▶

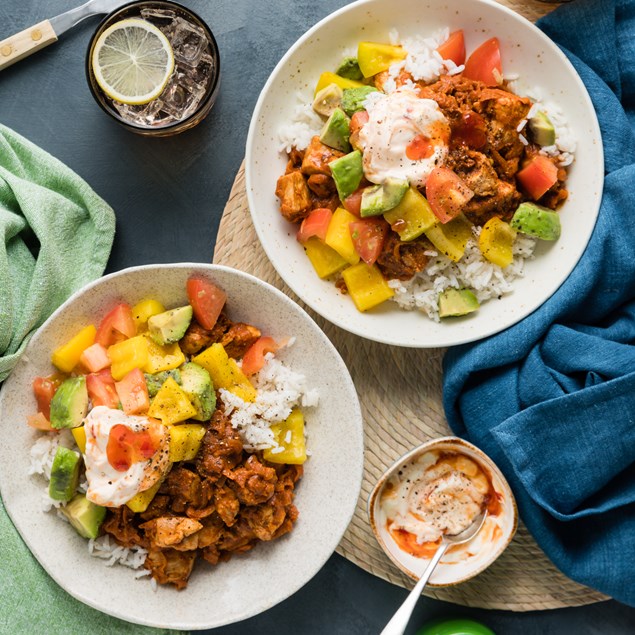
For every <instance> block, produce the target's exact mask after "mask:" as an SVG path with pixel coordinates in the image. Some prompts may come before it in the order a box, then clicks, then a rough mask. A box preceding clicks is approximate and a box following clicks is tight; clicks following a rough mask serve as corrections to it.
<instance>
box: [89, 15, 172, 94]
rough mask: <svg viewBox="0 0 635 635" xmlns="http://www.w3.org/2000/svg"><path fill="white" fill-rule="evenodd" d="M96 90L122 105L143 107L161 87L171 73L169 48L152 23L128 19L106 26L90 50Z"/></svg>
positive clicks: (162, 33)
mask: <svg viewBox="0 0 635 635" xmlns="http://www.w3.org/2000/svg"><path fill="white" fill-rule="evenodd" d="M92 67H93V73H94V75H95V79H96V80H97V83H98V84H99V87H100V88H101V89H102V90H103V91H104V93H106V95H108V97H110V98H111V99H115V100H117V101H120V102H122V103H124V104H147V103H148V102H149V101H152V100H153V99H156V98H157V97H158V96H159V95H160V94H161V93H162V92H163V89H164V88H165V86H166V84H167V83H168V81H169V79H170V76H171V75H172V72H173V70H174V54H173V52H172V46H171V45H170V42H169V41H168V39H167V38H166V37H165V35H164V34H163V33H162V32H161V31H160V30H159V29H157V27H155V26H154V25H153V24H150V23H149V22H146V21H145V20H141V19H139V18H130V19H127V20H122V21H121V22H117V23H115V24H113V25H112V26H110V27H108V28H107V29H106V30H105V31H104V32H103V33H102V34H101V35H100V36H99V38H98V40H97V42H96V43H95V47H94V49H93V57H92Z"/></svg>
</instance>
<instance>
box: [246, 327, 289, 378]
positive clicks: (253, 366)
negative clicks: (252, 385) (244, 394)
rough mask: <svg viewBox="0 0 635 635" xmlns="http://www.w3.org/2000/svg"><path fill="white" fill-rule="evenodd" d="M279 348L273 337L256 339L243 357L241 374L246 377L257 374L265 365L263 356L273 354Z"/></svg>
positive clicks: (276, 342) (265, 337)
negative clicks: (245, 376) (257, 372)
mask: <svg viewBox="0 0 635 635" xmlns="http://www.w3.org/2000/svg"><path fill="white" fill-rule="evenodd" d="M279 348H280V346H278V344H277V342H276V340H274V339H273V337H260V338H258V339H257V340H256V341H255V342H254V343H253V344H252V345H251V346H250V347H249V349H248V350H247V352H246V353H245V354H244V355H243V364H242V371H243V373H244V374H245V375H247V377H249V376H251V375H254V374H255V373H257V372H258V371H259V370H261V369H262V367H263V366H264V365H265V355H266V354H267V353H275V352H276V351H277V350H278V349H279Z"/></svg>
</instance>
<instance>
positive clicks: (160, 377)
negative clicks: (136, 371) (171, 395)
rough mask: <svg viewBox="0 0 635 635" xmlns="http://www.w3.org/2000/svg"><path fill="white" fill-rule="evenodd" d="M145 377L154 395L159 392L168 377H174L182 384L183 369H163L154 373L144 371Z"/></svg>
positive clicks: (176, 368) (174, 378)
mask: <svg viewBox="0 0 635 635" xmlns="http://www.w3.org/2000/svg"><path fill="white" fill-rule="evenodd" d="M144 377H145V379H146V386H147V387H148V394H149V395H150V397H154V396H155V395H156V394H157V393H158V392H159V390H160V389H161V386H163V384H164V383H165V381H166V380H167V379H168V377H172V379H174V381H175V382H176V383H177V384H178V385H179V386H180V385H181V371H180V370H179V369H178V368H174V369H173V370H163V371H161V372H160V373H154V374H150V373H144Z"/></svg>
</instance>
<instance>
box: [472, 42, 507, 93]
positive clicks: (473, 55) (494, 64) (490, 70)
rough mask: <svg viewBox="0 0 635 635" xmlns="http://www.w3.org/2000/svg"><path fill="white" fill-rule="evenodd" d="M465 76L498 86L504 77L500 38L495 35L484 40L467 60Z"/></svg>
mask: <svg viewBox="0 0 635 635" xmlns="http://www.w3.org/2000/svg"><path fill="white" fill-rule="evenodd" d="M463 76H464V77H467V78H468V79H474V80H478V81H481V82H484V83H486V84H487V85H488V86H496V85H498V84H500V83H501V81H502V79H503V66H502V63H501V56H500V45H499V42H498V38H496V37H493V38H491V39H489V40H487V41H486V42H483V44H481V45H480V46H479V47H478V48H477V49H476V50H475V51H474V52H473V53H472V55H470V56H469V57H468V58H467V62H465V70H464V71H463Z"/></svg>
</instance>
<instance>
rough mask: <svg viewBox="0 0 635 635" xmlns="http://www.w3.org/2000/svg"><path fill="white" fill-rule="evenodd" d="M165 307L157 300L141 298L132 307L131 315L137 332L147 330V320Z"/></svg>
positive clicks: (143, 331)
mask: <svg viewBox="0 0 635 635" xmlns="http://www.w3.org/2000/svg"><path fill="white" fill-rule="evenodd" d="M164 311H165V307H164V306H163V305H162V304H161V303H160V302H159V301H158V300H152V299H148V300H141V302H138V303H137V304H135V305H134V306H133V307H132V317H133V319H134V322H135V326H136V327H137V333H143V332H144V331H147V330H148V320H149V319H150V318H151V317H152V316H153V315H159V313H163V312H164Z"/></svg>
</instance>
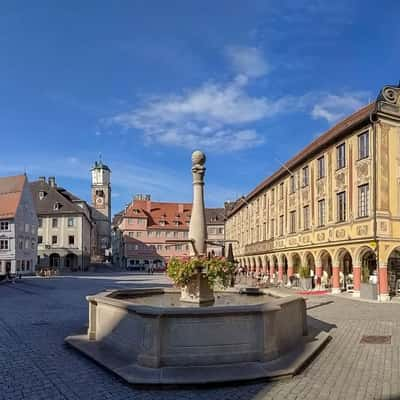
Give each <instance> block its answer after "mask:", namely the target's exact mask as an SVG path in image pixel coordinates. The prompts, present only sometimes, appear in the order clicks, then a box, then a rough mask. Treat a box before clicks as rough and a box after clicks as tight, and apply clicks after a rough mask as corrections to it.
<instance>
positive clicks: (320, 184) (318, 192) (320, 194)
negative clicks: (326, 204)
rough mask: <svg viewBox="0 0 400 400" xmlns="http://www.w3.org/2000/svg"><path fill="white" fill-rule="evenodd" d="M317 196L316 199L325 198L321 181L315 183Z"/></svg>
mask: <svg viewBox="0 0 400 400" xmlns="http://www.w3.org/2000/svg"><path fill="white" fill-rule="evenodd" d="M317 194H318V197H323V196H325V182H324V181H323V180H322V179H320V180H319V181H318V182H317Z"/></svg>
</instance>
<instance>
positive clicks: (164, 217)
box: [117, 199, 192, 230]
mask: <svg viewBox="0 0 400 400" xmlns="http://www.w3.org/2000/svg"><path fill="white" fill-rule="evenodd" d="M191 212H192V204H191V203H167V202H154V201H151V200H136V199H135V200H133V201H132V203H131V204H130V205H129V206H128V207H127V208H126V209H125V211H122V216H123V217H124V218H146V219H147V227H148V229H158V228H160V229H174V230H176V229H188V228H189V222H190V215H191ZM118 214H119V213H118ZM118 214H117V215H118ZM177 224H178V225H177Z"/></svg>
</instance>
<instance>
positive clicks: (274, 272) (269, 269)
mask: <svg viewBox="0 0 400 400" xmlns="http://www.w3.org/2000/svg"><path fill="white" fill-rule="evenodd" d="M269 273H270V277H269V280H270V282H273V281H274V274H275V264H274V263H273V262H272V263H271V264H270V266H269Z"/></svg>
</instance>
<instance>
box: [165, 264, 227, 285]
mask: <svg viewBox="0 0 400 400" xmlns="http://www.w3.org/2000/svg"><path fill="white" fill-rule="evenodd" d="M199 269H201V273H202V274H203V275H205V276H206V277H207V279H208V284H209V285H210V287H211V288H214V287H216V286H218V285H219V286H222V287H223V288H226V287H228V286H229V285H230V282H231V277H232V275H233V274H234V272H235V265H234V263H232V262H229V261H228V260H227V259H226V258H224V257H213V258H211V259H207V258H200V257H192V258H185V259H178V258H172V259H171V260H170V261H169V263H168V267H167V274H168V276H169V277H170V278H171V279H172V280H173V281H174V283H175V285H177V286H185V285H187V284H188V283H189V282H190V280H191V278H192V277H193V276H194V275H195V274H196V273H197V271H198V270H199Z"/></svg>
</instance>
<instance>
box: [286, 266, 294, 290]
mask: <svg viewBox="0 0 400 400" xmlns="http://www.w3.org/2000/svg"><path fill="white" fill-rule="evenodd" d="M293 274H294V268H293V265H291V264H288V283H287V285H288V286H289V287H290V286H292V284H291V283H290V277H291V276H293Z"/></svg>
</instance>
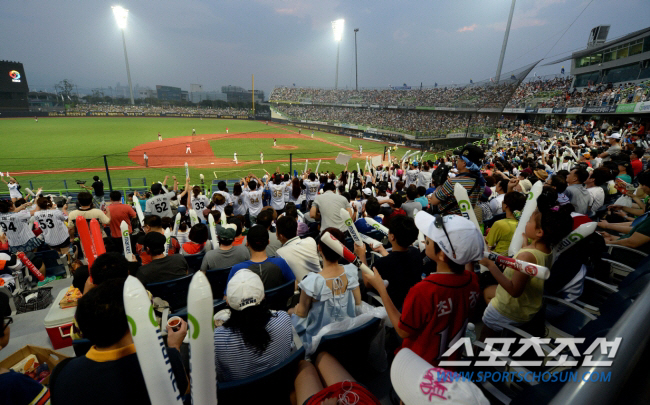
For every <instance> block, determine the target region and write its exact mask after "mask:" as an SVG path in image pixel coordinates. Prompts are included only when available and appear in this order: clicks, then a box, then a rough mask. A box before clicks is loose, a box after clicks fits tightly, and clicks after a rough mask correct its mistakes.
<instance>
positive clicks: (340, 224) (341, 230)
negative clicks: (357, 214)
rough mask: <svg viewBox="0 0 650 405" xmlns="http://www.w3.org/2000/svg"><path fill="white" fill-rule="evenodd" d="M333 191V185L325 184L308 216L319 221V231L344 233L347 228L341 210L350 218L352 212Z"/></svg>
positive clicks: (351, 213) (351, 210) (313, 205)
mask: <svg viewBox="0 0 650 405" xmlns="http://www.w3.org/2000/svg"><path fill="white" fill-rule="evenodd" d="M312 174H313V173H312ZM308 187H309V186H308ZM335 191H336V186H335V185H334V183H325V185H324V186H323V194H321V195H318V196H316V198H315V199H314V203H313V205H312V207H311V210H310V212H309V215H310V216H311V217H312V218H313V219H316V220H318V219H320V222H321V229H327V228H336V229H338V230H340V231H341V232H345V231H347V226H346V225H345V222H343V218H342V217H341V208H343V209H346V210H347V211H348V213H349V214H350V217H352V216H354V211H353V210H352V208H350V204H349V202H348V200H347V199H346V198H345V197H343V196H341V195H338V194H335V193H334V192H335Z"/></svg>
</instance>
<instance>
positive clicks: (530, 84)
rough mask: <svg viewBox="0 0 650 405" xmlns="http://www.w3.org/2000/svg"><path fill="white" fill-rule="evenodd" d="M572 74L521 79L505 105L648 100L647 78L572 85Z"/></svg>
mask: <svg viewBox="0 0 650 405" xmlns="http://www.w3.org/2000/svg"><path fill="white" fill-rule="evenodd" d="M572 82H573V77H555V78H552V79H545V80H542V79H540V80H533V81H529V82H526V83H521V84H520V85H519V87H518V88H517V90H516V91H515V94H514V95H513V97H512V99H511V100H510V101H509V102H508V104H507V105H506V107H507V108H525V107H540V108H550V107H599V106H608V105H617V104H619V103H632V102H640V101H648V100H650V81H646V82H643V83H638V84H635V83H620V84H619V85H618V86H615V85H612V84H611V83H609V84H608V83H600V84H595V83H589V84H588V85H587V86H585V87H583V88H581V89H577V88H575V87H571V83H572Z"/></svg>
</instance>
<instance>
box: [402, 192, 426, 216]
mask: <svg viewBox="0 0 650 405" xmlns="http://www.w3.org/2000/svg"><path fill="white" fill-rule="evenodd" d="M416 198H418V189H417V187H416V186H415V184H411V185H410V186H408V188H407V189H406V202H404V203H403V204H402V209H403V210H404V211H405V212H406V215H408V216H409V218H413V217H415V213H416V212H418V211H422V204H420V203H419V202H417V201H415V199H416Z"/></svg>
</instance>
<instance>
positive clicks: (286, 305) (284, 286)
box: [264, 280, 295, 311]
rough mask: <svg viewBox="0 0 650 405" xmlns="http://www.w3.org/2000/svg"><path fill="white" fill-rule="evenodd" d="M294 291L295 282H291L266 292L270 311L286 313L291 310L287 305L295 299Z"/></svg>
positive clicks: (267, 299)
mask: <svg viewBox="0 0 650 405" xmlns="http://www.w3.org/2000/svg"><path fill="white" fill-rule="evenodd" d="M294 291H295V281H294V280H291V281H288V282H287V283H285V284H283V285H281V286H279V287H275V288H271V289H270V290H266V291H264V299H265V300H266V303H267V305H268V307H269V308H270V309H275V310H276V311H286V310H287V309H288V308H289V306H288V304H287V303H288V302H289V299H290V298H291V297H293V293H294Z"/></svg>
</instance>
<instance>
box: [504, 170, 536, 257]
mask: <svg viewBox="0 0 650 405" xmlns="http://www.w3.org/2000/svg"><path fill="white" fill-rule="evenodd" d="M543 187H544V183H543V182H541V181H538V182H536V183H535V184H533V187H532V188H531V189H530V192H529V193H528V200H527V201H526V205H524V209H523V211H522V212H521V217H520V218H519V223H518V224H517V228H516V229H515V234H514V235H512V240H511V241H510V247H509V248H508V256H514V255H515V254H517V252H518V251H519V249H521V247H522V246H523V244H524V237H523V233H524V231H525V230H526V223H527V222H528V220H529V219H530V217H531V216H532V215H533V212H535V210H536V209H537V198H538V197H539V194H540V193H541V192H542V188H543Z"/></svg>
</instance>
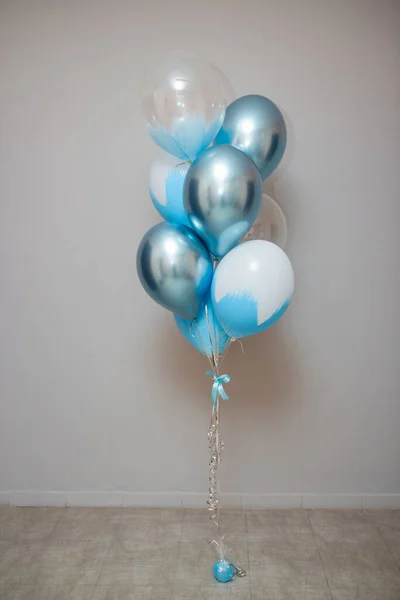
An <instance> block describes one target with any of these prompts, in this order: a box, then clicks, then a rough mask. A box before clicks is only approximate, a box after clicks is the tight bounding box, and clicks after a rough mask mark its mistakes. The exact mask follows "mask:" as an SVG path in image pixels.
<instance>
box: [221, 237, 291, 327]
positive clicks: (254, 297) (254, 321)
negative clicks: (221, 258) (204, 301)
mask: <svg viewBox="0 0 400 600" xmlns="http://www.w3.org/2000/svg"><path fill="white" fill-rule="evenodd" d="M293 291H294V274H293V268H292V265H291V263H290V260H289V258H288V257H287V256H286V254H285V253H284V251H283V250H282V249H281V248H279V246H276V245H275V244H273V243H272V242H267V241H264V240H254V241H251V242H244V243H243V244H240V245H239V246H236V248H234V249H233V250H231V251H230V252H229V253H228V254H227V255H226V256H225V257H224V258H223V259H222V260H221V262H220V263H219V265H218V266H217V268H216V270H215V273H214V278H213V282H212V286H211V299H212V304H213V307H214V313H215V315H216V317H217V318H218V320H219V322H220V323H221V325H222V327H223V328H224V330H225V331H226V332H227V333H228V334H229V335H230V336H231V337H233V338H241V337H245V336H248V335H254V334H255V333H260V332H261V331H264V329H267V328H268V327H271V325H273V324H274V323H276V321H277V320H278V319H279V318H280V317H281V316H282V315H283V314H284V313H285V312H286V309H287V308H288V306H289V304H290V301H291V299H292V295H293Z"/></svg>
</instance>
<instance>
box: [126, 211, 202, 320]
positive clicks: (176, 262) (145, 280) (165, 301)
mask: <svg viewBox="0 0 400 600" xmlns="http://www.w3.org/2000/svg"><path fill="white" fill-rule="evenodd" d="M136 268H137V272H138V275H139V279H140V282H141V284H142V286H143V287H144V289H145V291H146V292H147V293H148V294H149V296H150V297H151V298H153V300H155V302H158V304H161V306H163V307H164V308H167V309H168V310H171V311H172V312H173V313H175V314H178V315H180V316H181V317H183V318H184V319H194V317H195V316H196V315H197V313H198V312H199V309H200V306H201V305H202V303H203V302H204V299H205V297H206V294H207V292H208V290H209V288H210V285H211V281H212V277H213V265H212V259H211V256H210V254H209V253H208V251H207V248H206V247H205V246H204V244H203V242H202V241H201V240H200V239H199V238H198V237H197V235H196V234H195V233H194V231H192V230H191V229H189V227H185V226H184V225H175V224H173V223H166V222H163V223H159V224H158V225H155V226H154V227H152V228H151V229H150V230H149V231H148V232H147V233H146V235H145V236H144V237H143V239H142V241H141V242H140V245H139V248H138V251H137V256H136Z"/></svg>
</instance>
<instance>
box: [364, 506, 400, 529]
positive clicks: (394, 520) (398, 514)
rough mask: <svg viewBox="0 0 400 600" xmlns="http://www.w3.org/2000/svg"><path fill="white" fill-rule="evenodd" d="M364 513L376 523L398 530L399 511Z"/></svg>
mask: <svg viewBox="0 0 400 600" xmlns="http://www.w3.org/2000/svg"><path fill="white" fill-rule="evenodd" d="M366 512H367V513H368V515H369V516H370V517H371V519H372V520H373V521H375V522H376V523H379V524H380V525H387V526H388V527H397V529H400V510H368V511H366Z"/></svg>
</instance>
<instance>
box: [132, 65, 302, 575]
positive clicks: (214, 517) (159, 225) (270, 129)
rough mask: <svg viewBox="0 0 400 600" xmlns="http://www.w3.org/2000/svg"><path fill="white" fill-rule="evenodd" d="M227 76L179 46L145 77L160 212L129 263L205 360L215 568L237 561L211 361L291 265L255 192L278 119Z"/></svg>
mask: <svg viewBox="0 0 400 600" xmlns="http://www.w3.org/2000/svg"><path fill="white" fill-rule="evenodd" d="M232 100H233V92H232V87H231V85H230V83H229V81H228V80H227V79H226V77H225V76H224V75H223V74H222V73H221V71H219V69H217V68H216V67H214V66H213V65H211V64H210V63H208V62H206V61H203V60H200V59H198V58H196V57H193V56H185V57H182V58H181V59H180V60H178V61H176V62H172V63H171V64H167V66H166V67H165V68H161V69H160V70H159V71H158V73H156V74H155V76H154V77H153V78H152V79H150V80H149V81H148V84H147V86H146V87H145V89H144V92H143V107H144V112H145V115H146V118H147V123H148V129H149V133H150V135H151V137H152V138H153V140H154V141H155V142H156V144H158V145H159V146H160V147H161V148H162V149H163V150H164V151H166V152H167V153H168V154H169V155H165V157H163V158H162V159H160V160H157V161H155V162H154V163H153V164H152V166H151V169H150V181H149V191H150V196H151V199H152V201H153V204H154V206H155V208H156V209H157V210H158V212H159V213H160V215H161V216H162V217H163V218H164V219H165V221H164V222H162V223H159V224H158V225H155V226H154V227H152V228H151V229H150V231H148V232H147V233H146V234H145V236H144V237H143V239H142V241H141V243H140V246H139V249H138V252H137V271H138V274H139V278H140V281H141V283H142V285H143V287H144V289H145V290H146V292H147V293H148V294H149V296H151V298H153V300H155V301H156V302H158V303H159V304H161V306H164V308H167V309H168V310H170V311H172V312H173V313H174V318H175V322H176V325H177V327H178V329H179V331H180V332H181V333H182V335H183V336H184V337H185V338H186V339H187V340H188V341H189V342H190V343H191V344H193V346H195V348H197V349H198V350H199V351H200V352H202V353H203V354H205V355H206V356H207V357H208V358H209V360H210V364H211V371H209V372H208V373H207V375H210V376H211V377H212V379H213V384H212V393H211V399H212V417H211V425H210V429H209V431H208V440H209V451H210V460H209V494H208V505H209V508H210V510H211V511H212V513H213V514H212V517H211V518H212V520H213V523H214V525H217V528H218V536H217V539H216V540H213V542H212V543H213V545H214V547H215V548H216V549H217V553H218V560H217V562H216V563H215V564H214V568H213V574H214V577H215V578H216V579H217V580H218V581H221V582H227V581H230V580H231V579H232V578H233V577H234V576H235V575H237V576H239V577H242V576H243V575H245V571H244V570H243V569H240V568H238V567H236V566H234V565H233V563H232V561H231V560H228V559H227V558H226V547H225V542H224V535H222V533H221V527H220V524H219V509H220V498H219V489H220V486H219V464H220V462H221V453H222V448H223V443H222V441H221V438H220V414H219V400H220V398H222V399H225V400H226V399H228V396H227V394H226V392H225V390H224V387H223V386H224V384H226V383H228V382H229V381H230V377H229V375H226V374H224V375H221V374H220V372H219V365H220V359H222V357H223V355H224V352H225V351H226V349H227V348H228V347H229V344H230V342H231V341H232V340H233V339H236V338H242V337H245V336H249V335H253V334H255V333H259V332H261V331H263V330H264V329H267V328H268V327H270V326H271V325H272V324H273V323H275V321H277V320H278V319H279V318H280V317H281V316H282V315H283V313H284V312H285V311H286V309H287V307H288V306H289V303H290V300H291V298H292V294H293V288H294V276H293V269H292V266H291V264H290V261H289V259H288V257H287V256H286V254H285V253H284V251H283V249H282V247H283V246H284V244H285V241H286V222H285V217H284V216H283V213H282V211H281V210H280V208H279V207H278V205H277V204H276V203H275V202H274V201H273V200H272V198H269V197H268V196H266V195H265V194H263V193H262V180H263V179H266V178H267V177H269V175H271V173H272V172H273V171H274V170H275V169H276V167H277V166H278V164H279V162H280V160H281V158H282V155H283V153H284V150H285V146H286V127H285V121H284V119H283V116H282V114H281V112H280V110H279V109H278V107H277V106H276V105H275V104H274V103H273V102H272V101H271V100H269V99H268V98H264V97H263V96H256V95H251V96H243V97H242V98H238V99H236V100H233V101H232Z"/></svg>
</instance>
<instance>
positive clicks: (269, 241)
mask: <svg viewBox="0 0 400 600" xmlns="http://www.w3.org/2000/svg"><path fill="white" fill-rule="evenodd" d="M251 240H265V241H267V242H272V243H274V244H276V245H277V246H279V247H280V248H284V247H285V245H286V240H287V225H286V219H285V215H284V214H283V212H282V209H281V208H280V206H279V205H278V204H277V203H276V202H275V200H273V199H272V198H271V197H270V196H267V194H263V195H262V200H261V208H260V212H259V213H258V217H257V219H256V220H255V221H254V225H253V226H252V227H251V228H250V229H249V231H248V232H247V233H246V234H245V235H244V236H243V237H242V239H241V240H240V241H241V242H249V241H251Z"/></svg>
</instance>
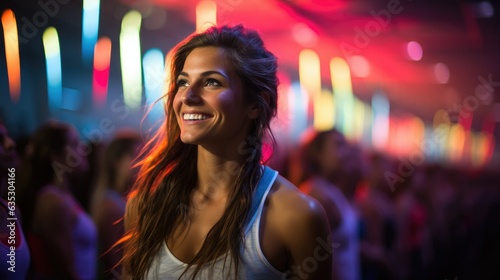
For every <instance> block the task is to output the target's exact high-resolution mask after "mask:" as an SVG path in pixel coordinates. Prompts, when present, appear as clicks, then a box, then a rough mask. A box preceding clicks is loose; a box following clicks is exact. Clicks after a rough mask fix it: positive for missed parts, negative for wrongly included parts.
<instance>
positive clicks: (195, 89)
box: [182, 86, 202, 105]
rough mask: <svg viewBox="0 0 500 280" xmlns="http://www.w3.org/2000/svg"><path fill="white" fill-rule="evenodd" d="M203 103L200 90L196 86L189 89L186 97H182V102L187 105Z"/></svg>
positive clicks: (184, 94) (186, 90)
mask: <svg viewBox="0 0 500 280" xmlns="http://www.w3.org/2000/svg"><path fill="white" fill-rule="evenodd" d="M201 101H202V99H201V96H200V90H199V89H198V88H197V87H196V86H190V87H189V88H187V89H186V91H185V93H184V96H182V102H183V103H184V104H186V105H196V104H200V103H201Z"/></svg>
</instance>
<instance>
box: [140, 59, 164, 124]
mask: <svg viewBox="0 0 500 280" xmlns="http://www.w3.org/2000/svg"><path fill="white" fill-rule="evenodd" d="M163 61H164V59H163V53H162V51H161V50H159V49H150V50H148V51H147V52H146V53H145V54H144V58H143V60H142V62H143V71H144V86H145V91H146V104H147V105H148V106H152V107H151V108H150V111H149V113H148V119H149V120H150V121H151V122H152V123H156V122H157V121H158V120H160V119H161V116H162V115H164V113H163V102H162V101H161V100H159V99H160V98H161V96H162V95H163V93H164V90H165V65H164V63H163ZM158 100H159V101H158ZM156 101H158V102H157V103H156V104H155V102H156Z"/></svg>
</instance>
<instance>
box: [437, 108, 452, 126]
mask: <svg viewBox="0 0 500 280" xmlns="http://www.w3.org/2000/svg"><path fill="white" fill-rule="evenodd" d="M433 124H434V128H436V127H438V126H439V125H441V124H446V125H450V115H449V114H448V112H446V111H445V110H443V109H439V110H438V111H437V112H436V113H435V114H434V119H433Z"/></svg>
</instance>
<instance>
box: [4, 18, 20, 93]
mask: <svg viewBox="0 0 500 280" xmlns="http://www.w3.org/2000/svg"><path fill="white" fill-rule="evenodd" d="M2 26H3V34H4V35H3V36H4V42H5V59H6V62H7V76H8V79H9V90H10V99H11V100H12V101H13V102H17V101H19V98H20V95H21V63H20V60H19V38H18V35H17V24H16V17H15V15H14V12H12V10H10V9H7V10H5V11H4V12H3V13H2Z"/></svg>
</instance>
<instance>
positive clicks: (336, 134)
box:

◀

How many lines in the entries above contain the string "exact"? Case counts. Give only the number.

FINISHED TASK: 5